● WHAT YOU SHOULD DO
The entries below are to be copied exactly, with every picture left out.

● SOURCE MATERIAL
----

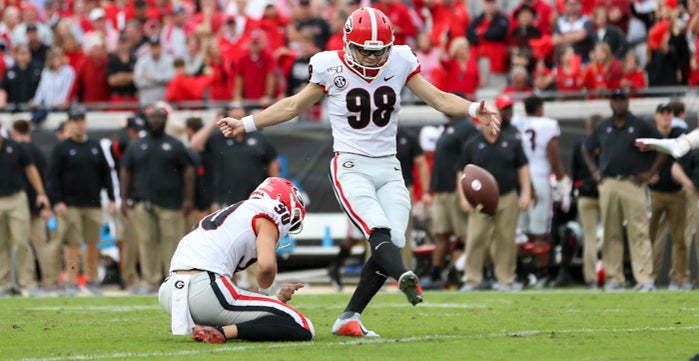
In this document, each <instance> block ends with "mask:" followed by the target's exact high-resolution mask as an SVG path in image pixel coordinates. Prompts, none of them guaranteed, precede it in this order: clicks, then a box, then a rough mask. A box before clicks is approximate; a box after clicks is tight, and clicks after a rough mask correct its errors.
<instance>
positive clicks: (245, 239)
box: [170, 199, 291, 276]
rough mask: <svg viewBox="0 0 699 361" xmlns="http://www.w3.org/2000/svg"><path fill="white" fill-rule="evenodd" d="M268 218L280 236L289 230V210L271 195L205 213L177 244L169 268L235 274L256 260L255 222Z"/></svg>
mask: <svg viewBox="0 0 699 361" xmlns="http://www.w3.org/2000/svg"><path fill="white" fill-rule="evenodd" d="M260 217H263V218H267V219H269V220H270V221H272V222H273V223H274V224H276V225H277V229H278V230H279V240H278V241H281V239H282V238H283V237H285V236H286V235H288V234H289V228H290V227H291V222H290V216H289V211H288V210H287V208H286V207H285V206H284V204H283V203H281V202H278V201H276V200H271V199H248V200H245V201H242V202H238V203H236V204H234V205H231V206H228V207H226V208H223V209H220V210H218V211H216V212H214V213H211V214H209V215H208V216H206V217H204V218H203V219H202V220H201V221H199V223H198V224H197V226H196V227H195V228H194V229H193V230H192V231H191V232H189V234H187V235H186V236H184V238H182V240H180V243H179V244H178V245H177V250H175V254H174V255H173V256H172V262H171V263H170V272H172V271H177V270H189V269H199V270H203V271H211V272H214V273H217V274H220V275H227V276H232V275H233V274H234V273H235V272H238V271H241V270H244V269H245V268H247V267H248V266H250V265H251V264H253V263H255V261H257V244H256V242H257V235H256V234H255V231H254V229H253V224H254V222H255V220H256V219H257V218H260Z"/></svg>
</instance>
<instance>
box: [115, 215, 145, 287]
mask: <svg viewBox="0 0 699 361" xmlns="http://www.w3.org/2000/svg"><path fill="white" fill-rule="evenodd" d="M115 223H117V224H118V226H117V228H118V229H119V231H118V232H117V241H121V253H120V254H119V258H120V259H119V263H120V264H121V268H120V272H121V280H122V282H123V283H124V287H126V288H129V287H132V286H135V285H137V284H138V283H139V282H140V278H139V276H138V272H136V265H137V264H138V236H137V235H136V227H135V226H134V225H133V222H132V221H131V219H129V218H128V217H124V214H123V213H121V212H119V216H118V217H116V219H115Z"/></svg>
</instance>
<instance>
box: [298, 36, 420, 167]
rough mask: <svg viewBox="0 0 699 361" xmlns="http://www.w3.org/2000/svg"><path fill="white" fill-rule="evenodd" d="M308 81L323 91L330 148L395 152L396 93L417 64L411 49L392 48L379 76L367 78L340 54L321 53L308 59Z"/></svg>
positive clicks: (397, 104) (330, 52)
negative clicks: (387, 61) (351, 67)
mask: <svg viewBox="0 0 699 361" xmlns="http://www.w3.org/2000/svg"><path fill="white" fill-rule="evenodd" d="M309 71H310V73H311V74H310V75H311V79H310V82H311V83H315V84H318V85H320V86H322V87H323V89H324V90H325V93H326V95H327V98H328V115H329V117H330V124H331V127H332V134H333V140H334V144H333V150H334V151H335V152H349V153H356V154H361V155H366V156H369V157H383V156H388V155H393V154H396V131H397V126H398V112H399V111H400V101H401V96H400V93H401V91H402V90H403V87H404V86H405V83H406V82H407V81H408V79H410V77H411V76H413V75H415V74H417V73H419V72H420V64H419V63H418V60H417V57H416V56H415V54H414V53H413V52H412V50H411V49H410V47H408V46H406V45H396V46H394V47H393V49H392V50H391V56H390V57H389V59H388V63H387V64H386V67H384V68H383V69H382V70H381V72H380V73H379V74H378V76H377V77H376V78H375V79H374V80H372V81H369V80H366V79H364V78H362V77H361V76H359V75H357V73H355V72H354V70H352V69H351V68H350V67H349V66H348V65H347V63H345V61H344V52H343V51H324V52H321V53H318V54H316V55H314V56H313V57H312V58H311V61H310V66H309Z"/></svg>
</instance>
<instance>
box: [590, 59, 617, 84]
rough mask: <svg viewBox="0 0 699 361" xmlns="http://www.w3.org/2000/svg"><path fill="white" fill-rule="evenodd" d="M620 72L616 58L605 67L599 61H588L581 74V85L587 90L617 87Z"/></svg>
mask: <svg viewBox="0 0 699 361" xmlns="http://www.w3.org/2000/svg"><path fill="white" fill-rule="evenodd" d="M622 72H623V70H622V67H621V62H620V61H619V60H618V59H614V60H612V62H611V63H610V64H609V66H607V67H605V66H604V64H600V63H590V64H588V65H587V68H586V69H585V73H584V75H583V85H584V87H585V88H587V90H588V91H601V90H613V89H616V88H618V87H619V83H620V81H621V77H622Z"/></svg>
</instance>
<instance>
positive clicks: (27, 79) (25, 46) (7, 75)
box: [0, 44, 42, 110]
mask: <svg viewBox="0 0 699 361" xmlns="http://www.w3.org/2000/svg"><path fill="white" fill-rule="evenodd" d="M14 59H15V64H14V65H13V66H11V67H10V68H9V69H7V70H5V74H3V77H2V82H1V83H0V108H5V107H7V106H11V107H13V109H12V110H19V109H18V108H19V107H20V105H23V104H25V103H27V102H29V100H31V99H33V98H34V93H36V88H37V87H38V86H39V80H41V71H42V67H41V65H39V64H36V63H35V62H33V61H32V54H31V52H30V51H29V46H28V45H27V44H18V45H16V46H15V48H14Z"/></svg>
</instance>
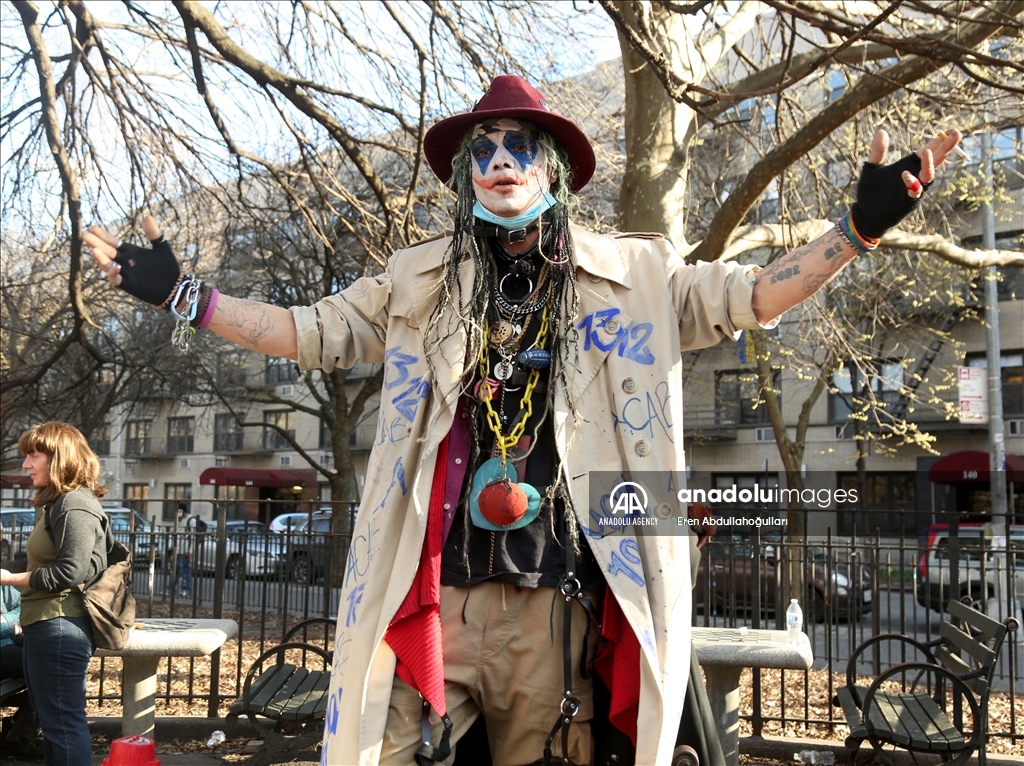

----

● COMPLETED TASK
In this document, each <instance> block ends with "mask:" followed by the target's exact high-resolution mask as an SVG path in image pixel coordinates. Prompts, none of them guaranteed, precede it in this order: clicks, then a box, then a rough mask. A box before clicks is approximate; a box after clicks is tight, and clicks after a rough mask correct its errors.
<instance>
positive clicks: (245, 239)
box: [170, 199, 291, 276]
rough mask: <svg viewBox="0 0 699 361" xmlns="http://www.w3.org/2000/svg"><path fill="white" fill-rule="evenodd" d="M268 218L280 236L289 230V210L271 195L205 213L177 244L169 268L235 274L256 260L255 222Z"/></svg>
mask: <svg viewBox="0 0 699 361" xmlns="http://www.w3.org/2000/svg"><path fill="white" fill-rule="evenodd" d="M260 217H263V218H267V219H269V220H270V221H272V222H273V223H274V224H276V225H277V229H278V230H279V240H278V241H281V239H282V238H283V237H285V236H286V235H288V234H289V228H290V227H291V222H290V216H289V211H288V210H287V208H286V207H285V206H284V204H283V203H281V202H278V201H276V200H271V199H248V200H245V201H242V202H238V203H236V204H234V205H231V206H228V207H226V208H223V209H220V210H218V211H216V212H214V213H211V214H209V215H208V216H206V217H204V218H203V219H202V220H201V221H199V223H198V224H197V226H196V227H195V228H194V229H193V230H192V231H191V232H189V234H187V235H186V236H184V238H182V240H180V243H179V244H178V245H177V250H175V254H174V255H173V256H172V262H171V263H170V272H172V271H177V270H189V269H199V270H203V271H211V272H214V273H217V274H220V275H227V276H232V275H233V274H234V273H235V272H238V271H241V270H244V269H245V268H247V267H248V266H250V265H251V264H253V263H255V261H257V244H256V242H257V235H256V234H255V231H254V229H253V224H254V222H255V220H256V219H257V218H260Z"/></svg>
</instance>
<instance>
box: [115, 215, 145, 287]
mask: <svg viewBox="0 0 699 361" xmlns="http://www.w3.org/2000/svg"><path fill="white" fill-rule="evenodd" d="M115 223H117V224H118V226H117V228H118V229H119V231H118V232H117V241H121V253H120V254H119V258H120V259H119V263H120V264H121V268H120V272H121V280H122V282H123V283H124V287H126V288H129V287H132V286H135V285H137V284H138V283H139V282H140V278H139V276H138V272H136V265H137V264H138V236H137V235H136V227H135V226H134V225H133V222H132V221H131V219H129V218H128V217H124V214H123V213H121V212H119V216H118V217H116V219H115Z"/></svg>
</instance>
<instance>
box: [298, 36, 420, 167]
rough mask: <svg viewBox="0 0 699 361" xmlns="http://www.w3.org/2000/svg"><path fill="white" fill-rule="evenodd" d="M308 81L323 91L330 148L395 152L396 93L417 64L411 49L392 48L379 76L367 78L340 54L321 53L308 59Z"/></svg>
positive clicks: (397, 104) (330, 52)
negative clicks: (387, 61) (351, 67)
mask: <svg viewBox="0 0 699 361" xmlns="http://www.w3.org/2000/svg"><path fill="white" fill-rule="evenodd" d="M309 71H310V73H311V74H310V75H311V79H310V82H311V83H315V84H318V85H320V86H322V87H323V89H324V90H325V93H326V95H327V98H328V115H329V117H330V124H331V127H332V134H333V140H334V144H333V150H334V151H335V152H349V153H356V154H361V155H366V156H369V157H383V156H388V155H393V154H396V131H397V126H398V112H399V111H400V101H401V96H400V93H401V91H402V90H403V87H404V86H405V83H406V82H407V81H408V79H410V77H411V76H413V75H415V74H417V73H419V72H420V64H419V63H418V60H417V57H416V56H415V54H414V53H413V52H412V50H411V49H410V47H408V46H406V45H396V46H394V47H393V49H392V50H391V56H390V57H389V59H388V63H387V64H386V67H384V68H383V69H382V70H381V72H380V73H379V74H378V76H377V77H376V78H375V79H374V80H372V81H369V80H366V79H364V78H362V77H361V76H359V75H357V73H355V72H354V70H352V69H351V68H350V67H349V66H348V65H347V63H345V61H344V52H343V51H324V52H321V53H318V54H316V55H314V56H313V57H312V58H311V61H310V66H309Z"/></svg>
</instance>
<instance>
box: [590, 59, 617, 84]
rough mask: <svg viewBox="0 0 699 361" xmlns="http://www.w3.org/2000/svg"><path fill="white" fill-rule="evenodd" d="M620 72L616 58L605 67L599 61H588L581 74V85L587 90L617 87Z"/></svg>
mask: <svg viewBox="0 0 699 361" xmlns="http://www.w3.org/2000/svg"><path fill="white" fill-rule="evenodd" d="M622 72H623V70H622V67H621V62H620V61H619V60H618V59H614V60H612V62H611V63H610V64H609V66H607V67H605V66H604V64H600V63H590V64H588V65H587V68H586V69H585V73H584V75H583V85H584V87H585V88H587V90H588V91H601V90H613V89H616V88H618V87H619V83H620V81H621V77H622Z"/></svg>
</instance>
<instance>
positive clicks: (27, 79) (25, 46) (7, 75)
box: [0, 44, 42, 110]
mask: <svg viewBox="0 0 699 361" xmlns="http://www.w3.org/2000/svg"><path fill="white" fill-rule="evenodd" d="M14 59H15V64H14V65H13V66H11V67H10V68H9V69H7V70H5V74H3V77H2V82H1V83H0V108H5V107H7V106H11V107H13V109H12V110H19V109H18V108H19V107H20V105H23V104H25V103H27V102H29V100H31V99H33V98H34V93H36V88H37V87H38V86H39V80H41V71H42V67H41V65H39V64H36V63H35V62H33V61H32V54H31V52H30V51H29V46H28V45H27V44H18V45H16V46H15V48H14Z"/></svg>
</instance>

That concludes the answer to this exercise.